과제: 아래 데이터에서 문자열 "Spot"가 포함된 줄을 모두 표시하시오.

데이터 모음:
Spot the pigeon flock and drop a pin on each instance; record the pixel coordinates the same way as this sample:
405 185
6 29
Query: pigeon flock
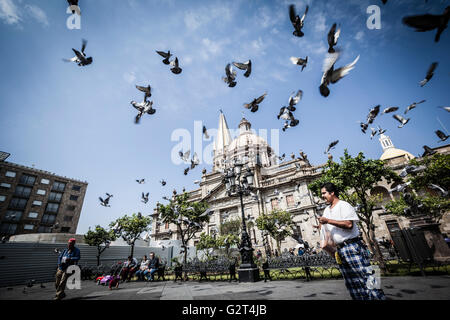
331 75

* * *

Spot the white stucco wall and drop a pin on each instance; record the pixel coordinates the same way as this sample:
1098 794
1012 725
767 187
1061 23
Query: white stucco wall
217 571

이 문제의 답:
Spot the pigeon flock and drop a pin on each instance; record the pixel coordinates the same way as this sample:
Spot the white stucco wall and drop a pin on each instance; record the pixel coordinates the same way as this sample:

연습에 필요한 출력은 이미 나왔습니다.